* **EXERCISE OBJECTIVE**: What is the number of lines in the entries that contain the word "great"? Answer with that figure alone.
--
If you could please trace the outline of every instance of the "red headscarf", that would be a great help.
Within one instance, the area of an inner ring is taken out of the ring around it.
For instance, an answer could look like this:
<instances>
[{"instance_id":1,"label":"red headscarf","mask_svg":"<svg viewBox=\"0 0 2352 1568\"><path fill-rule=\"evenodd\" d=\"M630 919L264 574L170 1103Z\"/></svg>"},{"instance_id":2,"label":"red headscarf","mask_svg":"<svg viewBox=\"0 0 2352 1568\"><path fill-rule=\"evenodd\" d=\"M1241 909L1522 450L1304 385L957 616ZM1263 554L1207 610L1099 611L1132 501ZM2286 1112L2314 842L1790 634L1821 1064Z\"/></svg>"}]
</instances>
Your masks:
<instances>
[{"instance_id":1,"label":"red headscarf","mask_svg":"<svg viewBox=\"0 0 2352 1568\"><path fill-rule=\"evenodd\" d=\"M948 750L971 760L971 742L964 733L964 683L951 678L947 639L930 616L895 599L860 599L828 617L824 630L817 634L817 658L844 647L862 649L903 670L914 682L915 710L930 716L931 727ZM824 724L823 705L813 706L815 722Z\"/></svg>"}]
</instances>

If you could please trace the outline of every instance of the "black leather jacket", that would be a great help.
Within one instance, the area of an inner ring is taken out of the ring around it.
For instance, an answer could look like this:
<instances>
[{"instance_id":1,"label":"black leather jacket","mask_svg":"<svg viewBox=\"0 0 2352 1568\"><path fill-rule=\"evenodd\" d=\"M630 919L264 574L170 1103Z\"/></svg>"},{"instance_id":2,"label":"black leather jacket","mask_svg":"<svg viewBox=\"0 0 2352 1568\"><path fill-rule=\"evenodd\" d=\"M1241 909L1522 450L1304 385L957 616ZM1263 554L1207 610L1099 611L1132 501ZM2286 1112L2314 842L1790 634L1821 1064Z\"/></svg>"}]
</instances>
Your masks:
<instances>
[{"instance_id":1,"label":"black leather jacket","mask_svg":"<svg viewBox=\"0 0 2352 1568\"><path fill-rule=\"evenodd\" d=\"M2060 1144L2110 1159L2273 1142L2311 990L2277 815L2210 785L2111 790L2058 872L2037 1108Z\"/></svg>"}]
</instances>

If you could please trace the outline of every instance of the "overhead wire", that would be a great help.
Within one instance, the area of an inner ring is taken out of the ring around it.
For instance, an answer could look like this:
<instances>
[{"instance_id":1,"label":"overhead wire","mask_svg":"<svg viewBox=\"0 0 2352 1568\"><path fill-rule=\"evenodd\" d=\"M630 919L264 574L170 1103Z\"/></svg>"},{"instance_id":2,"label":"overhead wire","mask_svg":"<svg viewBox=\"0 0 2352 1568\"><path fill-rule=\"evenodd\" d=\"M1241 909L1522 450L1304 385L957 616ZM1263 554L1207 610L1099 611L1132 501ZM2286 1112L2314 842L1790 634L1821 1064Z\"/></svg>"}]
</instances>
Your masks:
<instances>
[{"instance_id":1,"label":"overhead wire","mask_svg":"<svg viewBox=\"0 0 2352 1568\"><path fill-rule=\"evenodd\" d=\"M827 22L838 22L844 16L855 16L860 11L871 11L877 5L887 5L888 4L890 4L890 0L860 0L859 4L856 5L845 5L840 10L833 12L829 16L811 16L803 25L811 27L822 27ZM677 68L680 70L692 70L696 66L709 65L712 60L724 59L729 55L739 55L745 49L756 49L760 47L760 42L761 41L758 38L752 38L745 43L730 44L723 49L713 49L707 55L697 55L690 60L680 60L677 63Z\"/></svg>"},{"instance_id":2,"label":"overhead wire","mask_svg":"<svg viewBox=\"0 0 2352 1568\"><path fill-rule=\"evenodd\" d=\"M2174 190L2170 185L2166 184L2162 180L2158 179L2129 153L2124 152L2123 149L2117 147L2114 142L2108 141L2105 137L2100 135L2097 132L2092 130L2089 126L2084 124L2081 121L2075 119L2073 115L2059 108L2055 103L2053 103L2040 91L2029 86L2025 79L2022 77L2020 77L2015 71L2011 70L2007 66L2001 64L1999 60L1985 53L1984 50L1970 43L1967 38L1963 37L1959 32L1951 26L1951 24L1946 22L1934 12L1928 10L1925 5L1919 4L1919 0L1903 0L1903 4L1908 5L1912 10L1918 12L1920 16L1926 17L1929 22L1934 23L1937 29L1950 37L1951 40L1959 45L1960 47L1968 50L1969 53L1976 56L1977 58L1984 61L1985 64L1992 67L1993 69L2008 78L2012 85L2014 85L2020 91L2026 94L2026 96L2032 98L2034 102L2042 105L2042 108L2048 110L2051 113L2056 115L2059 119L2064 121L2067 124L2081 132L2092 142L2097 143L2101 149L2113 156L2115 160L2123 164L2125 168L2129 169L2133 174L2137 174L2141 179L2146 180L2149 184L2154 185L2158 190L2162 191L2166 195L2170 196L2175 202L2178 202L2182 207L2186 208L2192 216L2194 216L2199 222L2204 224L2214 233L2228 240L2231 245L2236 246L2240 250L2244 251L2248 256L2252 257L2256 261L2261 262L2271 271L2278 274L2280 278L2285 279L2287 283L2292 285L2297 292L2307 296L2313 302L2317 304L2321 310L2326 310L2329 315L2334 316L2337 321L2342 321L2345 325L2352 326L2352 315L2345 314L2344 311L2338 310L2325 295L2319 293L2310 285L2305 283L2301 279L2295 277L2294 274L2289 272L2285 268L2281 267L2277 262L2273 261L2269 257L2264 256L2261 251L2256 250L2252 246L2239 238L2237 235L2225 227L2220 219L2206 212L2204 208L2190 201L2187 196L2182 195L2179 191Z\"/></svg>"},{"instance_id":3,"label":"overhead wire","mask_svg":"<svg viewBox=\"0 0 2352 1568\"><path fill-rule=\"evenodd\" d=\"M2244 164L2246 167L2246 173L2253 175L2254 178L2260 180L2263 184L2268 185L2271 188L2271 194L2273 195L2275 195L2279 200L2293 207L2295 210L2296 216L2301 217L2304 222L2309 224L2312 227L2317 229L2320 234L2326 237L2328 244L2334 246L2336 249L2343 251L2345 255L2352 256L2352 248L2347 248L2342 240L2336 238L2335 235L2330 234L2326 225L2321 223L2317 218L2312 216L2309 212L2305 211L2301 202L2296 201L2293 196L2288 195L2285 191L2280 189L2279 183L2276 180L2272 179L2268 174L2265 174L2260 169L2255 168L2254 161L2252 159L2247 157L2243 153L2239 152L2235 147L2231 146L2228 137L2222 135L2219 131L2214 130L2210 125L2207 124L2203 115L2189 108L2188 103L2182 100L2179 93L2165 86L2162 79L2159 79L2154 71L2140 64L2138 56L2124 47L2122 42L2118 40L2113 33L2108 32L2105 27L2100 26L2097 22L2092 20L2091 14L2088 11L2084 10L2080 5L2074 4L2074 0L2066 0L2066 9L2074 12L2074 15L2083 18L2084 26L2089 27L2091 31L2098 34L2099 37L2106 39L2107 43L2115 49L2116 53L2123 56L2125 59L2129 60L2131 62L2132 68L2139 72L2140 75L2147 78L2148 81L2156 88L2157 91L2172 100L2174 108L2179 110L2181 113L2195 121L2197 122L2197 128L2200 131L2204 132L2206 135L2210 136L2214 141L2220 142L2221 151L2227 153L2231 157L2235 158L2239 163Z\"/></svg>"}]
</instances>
--
* **WRITTEN RESPONSE**: 3